O arsenal era conhecido vulgarmente pela Fundição para se destingir do estabelecimento de
construções marítimas, com seus respetivos armazéns e arrecadações,
a que o vulgo exclusivamente consignou o nome de arsenal: Porém
a verdadeira fundição, chamada de Cima, hoje Fundição
de canhões onde se fundem as peças de artilharia, é contígua
ao palácio destinado para residência do inspetor, em terreno muito
mais elevado e com serventias ingremes, fronteiro ao templo
incompleto de Santa Engrácia, no Campo de Santa Clara, e no extremo
deste campo, ao nascente, estão colocadas as ferrarias e o depósito
dos reparos e petrechos concernentes à arma de artilharia. É esta
uma parte integrante do arsenal, como também o é, a maior
distancia, o laboratório de fogos-de-artifício, a Santa Apolónia.
Vê-se, portanto, que é um corpo com os membros dispersos, o que
sem dúvida foi devido às diferentes épocas da edificação de
cada uma das partes avulsas que o compõem, e que nasceram da
necessidade de ocorrer ao fornecimento permanente e regular. Não se
quiseram perder os trabalhos já feitos, e como o terreno adjacente
não dava largas, criaram-se pelas vizinhanças os estabelecimentos
complementares.

------

O QUE SE PEDE
Pode transcrever, no texto sobre o arsenal, o trecho que vai de "O arsenal era" até "a Santa Apolónia."?

------

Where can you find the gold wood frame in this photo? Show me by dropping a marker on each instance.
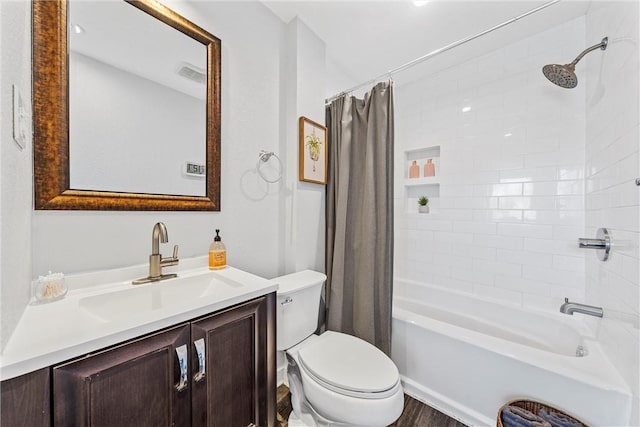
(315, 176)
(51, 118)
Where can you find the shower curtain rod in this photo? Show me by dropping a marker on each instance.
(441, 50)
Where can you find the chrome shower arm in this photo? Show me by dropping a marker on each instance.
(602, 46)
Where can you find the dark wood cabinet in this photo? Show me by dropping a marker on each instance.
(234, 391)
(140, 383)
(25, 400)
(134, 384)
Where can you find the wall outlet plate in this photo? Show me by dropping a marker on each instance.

------

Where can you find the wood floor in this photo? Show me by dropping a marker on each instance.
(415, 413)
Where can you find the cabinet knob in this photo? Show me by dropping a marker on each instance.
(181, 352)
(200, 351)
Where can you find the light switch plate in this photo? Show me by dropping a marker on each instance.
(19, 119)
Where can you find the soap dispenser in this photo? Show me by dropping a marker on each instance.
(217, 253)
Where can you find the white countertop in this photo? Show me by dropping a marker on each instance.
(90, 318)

------

RESULTADO CORRETO
O arsenal era conhecido vulgarmente pela Fundição para se destingir do estabelecimento de
construções marítimas, com seus respetivos armazéns e arrecadações,
a que o vulgo exclusivamente consignou o nome de arsenal: Porém
a verdadeira fundição, chamada de Cima, hoje Fundição
de canhões onde se fundem as peças de artilharia, é contígua
ao palácio destinado para residência do inspetor, em terreno muito
mais elevado e com serventias ingremes, fronteiro ao templo
incompleto de Santa Engrácia, no Campo de Santa Clara, e no extremo
deste campo, ao nascente, estão colocadas as ferrarias e o depósito
dos reparos e petrechos concernentes à arma de artilharia. É esta
uma parte integrante do arsenal, como também o é, a maior
distancia, o laboratório de fogos-de-artifício, a Santa Apolónia.